■ **Requirement A**
Answer the following questions using the article on the Navalny poisoning below.
(i) What did Germany say there was "unequivocal evidence" of?
(ii) How long has Navalny been in an artificially induced coma?
(iii) What is the name of Putin's spokesman who spoke to reporters?
■ **Requirement B**
List every person named in the article on the Navalny poisoning below.

■ **Passage provided**
○ ○ ○ ○ ○ ○ ○
Russia Defies Sanctions Threat Over Navalny Poisoning
Russia defied threats of new sanctions over the poisoning of Alexei Navalny, as US President Donald Trump said on Friday he had not yet seen proof that the Kremlin critic was a victim of Moscow's Novichok programme.
A new crisis in ties between Russia and the West broke out after Germany said this week there was "unequivocal evidence" that President Vladimir Putin's top foe had been poisoned using the Soviet-era nerve agent.
Western leaders and many Russians have expressed horror at what Navalny's allies say is the first known use of chemical weapons against a high-profile opposition leader on Russian soil.
The 44-year-old lawyer fell ill on a Siberian flight last month and was evacuated to Germany for treatment. He has been in an artificially induced coma for the past two weeks.
The Kremlin again denied responsibility for the attack on Friday.
"A whole number of theories including poisoning were considered from the very first days," Putin's spokesman Dmitry Peskov told reporters. "According to our doctors, this theory has not been proved."
○ ○ ○ ○ ○ ○ ○
■ **Record extracts**
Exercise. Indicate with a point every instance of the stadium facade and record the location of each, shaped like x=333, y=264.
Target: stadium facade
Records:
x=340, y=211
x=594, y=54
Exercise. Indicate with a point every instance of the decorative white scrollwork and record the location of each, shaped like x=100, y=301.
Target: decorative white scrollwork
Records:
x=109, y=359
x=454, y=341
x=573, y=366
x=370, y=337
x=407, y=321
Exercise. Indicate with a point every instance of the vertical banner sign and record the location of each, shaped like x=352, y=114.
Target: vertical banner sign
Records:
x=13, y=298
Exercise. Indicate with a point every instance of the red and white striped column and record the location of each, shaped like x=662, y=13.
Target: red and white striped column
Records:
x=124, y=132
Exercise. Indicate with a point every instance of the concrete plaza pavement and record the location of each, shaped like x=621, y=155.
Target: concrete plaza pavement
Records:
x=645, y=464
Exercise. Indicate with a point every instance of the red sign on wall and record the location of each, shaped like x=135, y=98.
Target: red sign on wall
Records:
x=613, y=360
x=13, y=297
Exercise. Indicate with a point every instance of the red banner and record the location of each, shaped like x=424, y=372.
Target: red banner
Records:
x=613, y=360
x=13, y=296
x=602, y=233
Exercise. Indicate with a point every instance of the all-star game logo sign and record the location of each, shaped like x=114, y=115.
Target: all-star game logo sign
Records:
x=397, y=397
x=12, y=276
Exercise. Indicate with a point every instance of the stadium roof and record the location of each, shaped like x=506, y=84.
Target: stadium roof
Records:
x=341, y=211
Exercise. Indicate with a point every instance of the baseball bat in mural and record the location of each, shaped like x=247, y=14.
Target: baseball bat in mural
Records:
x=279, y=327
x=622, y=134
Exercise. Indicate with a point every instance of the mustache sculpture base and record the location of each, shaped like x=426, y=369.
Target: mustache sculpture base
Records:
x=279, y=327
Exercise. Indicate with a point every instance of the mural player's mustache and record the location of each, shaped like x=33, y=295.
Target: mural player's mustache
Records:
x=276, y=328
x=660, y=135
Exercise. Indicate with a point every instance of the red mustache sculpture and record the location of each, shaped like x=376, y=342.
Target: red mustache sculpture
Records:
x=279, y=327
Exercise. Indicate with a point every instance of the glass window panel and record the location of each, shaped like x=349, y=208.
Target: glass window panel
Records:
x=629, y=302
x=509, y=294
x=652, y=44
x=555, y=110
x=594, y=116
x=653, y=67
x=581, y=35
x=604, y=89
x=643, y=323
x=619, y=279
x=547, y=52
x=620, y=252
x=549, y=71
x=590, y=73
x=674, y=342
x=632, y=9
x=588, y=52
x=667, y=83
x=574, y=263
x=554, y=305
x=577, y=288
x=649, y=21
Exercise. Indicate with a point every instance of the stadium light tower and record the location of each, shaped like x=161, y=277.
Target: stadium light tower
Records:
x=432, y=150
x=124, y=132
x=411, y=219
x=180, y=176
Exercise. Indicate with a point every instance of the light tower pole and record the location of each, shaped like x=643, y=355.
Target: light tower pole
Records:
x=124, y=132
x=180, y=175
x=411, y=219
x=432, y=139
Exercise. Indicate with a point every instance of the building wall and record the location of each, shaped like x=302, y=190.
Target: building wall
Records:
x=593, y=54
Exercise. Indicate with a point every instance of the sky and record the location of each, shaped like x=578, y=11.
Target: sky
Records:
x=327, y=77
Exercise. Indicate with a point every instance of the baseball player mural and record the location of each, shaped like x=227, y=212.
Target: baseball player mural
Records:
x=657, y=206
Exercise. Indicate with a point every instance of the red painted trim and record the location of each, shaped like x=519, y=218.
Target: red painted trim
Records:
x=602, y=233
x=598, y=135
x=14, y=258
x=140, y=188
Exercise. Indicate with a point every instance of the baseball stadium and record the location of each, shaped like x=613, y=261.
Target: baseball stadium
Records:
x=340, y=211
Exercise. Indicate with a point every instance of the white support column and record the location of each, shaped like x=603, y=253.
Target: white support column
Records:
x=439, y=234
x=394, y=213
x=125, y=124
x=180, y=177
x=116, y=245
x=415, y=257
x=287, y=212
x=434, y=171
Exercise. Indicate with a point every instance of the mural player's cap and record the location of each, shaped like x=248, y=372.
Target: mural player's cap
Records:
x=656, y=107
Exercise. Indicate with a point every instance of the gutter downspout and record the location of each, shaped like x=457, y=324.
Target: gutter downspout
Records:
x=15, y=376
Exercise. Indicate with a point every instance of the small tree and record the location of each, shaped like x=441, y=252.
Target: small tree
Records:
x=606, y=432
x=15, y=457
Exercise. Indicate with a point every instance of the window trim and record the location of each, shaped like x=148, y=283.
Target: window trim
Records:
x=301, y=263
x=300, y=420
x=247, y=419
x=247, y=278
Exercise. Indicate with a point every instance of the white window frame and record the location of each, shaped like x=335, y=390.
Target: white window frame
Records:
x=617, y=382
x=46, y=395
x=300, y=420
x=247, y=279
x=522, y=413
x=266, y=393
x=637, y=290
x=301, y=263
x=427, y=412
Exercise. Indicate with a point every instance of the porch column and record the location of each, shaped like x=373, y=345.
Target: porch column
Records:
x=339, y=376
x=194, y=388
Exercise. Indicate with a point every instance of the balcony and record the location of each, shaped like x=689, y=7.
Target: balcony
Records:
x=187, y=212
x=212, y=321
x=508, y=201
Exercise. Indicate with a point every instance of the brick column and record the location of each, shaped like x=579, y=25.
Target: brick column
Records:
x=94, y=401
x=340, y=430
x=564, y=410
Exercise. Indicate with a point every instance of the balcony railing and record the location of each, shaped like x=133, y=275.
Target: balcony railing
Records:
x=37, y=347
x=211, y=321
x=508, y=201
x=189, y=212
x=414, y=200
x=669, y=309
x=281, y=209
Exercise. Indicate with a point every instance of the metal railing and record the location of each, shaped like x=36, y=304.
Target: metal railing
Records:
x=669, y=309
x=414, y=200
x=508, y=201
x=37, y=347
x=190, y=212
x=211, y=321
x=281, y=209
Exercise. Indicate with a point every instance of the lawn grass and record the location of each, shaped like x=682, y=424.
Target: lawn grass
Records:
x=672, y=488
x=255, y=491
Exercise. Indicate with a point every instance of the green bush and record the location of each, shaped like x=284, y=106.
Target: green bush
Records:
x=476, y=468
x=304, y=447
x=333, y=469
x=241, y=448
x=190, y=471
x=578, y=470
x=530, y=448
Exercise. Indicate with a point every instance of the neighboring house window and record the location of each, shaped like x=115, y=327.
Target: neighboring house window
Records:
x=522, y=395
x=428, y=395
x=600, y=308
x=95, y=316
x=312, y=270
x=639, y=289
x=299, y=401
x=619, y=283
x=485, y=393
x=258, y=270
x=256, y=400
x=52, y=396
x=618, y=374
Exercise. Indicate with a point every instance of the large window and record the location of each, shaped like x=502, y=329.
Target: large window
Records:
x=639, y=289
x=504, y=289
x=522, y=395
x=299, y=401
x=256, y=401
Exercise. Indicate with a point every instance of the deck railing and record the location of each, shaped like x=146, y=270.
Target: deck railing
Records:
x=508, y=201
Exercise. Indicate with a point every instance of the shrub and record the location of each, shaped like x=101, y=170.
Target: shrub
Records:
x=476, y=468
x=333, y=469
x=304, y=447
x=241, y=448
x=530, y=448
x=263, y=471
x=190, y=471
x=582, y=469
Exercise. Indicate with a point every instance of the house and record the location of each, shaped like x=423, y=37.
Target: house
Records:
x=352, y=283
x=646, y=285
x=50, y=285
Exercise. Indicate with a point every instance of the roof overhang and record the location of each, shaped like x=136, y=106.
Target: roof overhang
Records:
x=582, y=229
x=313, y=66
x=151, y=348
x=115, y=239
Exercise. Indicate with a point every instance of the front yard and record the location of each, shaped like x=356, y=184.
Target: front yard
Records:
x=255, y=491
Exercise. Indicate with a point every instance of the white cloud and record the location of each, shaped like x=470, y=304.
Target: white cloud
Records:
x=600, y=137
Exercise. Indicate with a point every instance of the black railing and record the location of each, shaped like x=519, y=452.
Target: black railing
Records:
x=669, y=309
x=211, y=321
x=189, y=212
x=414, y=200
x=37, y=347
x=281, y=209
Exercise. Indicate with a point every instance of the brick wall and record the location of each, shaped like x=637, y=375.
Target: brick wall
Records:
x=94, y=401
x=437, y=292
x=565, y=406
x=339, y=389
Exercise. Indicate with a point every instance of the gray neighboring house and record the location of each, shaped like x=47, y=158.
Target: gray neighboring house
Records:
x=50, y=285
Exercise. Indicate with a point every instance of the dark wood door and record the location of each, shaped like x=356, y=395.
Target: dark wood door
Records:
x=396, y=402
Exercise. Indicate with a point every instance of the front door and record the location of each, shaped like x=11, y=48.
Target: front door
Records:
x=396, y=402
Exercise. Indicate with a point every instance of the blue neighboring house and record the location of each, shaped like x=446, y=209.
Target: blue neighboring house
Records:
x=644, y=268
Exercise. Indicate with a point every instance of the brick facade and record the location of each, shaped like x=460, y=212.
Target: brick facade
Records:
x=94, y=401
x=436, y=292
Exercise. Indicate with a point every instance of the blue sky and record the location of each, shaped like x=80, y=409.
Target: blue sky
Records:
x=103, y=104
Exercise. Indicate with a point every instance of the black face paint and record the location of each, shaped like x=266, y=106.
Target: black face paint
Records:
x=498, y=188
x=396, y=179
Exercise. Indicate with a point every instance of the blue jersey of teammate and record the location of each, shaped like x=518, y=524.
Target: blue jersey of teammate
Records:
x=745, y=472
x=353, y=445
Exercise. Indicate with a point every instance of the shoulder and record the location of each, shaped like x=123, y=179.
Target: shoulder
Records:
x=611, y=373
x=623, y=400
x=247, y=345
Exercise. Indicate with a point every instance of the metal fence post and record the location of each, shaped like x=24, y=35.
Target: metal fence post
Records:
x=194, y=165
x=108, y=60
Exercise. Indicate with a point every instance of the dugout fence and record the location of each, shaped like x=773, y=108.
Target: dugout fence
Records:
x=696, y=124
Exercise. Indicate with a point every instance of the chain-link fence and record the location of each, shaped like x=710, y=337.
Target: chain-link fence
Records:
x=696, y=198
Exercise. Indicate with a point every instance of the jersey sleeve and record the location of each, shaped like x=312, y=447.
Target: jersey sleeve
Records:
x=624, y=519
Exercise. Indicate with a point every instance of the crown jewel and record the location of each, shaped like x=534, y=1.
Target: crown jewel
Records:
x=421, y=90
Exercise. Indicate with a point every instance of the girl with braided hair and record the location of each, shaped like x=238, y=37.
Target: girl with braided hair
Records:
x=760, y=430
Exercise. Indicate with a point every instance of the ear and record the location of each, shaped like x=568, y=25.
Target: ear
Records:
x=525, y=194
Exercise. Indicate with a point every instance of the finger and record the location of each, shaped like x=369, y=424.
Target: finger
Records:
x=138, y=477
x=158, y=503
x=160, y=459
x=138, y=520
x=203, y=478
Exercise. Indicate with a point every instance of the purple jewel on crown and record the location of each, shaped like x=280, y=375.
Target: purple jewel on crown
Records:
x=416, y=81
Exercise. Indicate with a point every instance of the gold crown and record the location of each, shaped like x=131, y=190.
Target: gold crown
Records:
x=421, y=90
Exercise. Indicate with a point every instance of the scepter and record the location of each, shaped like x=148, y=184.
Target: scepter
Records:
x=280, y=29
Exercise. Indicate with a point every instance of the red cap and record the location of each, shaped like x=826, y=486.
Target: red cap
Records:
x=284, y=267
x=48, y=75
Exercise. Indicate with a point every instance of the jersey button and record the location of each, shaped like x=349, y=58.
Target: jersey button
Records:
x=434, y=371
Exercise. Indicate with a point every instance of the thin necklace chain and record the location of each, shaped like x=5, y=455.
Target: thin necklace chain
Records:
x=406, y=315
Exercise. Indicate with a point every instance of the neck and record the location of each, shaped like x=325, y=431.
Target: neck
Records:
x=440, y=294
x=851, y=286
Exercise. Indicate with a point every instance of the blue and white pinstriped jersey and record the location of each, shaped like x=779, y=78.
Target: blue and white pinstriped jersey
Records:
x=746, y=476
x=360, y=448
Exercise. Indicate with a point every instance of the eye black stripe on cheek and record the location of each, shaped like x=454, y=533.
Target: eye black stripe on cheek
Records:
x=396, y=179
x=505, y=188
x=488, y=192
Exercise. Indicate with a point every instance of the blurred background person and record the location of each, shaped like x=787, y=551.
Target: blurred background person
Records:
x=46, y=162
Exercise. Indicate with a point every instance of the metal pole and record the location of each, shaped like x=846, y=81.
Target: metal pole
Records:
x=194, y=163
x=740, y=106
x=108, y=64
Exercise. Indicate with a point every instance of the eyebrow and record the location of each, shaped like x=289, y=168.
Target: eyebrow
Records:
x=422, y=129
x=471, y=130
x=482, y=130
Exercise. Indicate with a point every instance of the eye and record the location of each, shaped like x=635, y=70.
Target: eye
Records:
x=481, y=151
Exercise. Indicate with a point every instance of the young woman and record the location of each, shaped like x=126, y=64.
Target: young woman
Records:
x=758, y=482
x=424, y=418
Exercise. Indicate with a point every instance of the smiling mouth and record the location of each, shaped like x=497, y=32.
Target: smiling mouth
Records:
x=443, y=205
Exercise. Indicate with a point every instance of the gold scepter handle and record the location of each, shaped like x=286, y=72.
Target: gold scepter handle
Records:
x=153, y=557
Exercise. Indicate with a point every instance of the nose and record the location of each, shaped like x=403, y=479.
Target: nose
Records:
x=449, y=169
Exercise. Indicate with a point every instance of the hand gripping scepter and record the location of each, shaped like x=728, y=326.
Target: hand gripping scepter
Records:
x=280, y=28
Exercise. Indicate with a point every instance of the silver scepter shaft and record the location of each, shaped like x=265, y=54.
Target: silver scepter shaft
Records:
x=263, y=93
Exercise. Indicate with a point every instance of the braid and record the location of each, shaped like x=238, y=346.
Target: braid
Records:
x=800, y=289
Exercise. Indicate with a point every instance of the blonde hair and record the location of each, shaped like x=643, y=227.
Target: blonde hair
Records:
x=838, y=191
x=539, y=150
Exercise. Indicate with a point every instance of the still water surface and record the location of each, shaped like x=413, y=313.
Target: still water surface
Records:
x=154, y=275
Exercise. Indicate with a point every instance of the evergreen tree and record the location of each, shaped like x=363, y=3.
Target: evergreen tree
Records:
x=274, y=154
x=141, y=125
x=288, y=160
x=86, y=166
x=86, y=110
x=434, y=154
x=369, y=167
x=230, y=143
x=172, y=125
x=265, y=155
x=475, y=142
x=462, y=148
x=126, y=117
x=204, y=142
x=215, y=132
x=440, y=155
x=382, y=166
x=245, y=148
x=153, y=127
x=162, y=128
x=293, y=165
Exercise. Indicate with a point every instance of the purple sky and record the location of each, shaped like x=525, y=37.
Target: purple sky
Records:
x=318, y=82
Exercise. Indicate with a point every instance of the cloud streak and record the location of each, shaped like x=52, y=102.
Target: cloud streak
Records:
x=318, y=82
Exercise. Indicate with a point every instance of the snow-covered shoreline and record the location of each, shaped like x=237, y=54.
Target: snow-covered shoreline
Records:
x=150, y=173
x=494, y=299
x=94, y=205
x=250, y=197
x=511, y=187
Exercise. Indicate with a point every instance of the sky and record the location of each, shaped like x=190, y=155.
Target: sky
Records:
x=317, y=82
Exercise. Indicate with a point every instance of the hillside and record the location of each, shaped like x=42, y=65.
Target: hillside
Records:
○ ○ ○ ○ ○ ○ ○
■ **Solution A**
(i) That Navalny had been poisoned using the Soviet-era nerve agent.
(ii) For the past two weeks.
(iii) Dmitry Peskov.

■ **Solution B**
Alexei Navalny
Donald Trump
Vladimir Putin
Dmitry Peskov